WHAT IS EXPECTED | Format the lines below as a numbered list, starting at the line with "the car side" and running through the end of the rows, with both ends included and blank lines omitted.

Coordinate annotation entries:
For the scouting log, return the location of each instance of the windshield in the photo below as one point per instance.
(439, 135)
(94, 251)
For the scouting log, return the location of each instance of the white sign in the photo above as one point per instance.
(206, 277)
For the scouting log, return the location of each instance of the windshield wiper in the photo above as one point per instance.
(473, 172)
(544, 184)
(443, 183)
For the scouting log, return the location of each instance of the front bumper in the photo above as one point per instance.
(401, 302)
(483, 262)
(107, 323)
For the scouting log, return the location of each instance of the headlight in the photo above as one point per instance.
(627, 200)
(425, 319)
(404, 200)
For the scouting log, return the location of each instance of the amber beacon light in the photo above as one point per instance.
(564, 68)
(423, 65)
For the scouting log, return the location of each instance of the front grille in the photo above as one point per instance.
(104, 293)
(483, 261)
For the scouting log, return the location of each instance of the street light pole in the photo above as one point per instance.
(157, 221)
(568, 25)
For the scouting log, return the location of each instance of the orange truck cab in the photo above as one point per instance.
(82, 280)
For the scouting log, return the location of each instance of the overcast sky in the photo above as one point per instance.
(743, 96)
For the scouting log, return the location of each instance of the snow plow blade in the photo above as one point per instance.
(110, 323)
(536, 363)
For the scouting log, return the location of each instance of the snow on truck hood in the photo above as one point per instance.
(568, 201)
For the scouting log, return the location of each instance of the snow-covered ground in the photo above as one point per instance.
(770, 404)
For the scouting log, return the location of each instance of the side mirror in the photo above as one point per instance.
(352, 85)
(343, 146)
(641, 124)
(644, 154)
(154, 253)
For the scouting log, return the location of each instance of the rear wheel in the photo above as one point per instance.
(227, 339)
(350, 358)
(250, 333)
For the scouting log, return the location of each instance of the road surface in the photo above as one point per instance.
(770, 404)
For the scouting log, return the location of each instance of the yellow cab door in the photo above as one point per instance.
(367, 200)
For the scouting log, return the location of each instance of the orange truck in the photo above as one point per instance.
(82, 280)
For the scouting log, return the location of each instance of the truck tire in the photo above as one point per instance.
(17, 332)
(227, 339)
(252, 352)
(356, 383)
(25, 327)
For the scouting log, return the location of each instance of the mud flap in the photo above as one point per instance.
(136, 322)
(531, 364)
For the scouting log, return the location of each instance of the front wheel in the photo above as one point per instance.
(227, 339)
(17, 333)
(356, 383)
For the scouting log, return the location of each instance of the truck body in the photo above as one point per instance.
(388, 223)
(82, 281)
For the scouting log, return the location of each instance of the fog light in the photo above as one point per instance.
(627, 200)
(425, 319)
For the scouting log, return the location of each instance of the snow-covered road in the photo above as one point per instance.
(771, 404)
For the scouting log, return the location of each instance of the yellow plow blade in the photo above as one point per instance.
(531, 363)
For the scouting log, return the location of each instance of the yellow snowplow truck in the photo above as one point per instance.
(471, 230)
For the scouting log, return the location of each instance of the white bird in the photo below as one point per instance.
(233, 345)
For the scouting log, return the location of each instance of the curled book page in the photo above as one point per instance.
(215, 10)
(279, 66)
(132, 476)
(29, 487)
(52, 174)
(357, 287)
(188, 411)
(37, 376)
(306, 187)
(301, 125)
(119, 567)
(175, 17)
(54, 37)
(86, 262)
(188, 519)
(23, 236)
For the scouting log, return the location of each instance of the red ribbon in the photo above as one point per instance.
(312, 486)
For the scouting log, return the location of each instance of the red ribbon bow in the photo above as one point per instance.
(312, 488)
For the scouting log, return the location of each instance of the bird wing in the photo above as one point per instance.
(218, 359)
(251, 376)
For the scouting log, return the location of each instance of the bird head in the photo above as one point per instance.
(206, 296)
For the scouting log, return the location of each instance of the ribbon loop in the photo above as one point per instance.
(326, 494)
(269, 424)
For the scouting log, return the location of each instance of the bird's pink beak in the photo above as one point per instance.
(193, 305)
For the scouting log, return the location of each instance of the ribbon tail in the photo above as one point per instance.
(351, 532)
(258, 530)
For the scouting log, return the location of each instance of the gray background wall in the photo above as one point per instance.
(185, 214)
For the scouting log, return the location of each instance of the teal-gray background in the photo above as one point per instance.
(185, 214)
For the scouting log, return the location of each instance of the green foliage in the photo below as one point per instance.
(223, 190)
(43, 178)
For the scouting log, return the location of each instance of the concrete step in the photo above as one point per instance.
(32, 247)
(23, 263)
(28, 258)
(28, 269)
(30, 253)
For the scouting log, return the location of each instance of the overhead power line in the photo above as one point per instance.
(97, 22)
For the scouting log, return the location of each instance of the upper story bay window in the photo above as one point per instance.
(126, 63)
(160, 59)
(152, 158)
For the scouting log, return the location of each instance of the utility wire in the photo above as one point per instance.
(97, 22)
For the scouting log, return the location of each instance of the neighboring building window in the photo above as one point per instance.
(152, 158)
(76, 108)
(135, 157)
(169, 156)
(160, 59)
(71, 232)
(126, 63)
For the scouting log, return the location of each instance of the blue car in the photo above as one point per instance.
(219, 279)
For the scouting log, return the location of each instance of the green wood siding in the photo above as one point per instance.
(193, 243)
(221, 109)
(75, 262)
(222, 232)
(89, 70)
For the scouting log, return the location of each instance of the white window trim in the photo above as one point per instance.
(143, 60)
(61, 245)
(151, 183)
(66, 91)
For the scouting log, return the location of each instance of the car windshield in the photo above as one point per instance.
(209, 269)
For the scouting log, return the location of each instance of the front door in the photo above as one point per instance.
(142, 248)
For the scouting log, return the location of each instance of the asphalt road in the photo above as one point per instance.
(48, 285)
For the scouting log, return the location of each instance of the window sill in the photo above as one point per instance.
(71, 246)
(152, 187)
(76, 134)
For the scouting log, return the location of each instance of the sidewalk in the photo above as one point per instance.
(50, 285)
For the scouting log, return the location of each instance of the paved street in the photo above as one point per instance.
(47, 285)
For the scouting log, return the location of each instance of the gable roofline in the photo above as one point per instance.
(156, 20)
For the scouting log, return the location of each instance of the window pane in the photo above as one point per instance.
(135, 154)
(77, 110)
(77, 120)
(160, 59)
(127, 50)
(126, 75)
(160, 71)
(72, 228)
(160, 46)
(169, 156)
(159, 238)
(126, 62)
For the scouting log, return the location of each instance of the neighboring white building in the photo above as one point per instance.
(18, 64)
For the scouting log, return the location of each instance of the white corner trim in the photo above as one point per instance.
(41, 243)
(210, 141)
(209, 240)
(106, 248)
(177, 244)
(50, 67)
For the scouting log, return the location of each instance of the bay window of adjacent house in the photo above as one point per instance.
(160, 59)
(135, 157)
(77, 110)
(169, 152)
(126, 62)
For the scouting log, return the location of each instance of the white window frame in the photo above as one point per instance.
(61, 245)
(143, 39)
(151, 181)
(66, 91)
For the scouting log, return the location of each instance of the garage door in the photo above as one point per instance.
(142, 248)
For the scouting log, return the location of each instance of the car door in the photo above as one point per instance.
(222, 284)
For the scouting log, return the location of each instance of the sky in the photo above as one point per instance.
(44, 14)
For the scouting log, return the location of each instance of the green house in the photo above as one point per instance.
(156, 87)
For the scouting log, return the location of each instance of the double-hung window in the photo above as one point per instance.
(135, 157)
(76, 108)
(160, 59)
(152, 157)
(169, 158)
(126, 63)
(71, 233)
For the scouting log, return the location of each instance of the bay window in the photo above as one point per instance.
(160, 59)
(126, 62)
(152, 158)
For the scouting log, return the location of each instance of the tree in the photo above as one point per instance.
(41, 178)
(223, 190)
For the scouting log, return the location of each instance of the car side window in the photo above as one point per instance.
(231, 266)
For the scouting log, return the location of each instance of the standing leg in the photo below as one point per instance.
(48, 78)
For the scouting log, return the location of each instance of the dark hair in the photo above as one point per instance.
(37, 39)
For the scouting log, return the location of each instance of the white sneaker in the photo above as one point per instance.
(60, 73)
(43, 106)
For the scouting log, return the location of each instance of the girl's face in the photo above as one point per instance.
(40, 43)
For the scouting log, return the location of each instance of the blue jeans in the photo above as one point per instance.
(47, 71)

EXERCISE ANSWER |
1. For the scouting log, return the location of each instance of the car side window in the photo above as one point per instance.
2. (231, 266)
3. For the scouting log, return the location of each instance of the standing leg in the photo below as one point per instance.
4. (48, 78)
5. For the scouting log, return the location of each instance of the dark hair in the photo above as one point per instance.
6. (37, 39)
7. For the scouting log, return the location of each instance of the white sneaker in the photo above as one point per instance.
8. (60, 73)
9. (43, 106)
10. For the scouting log, return the location of each instance of the girl's face in the photo above as one point per instance.
11. (40, 43)
12. For the scouting log, return the location of each instance of the blue jeans in the photo above as one point per instance.
13. (47, 71)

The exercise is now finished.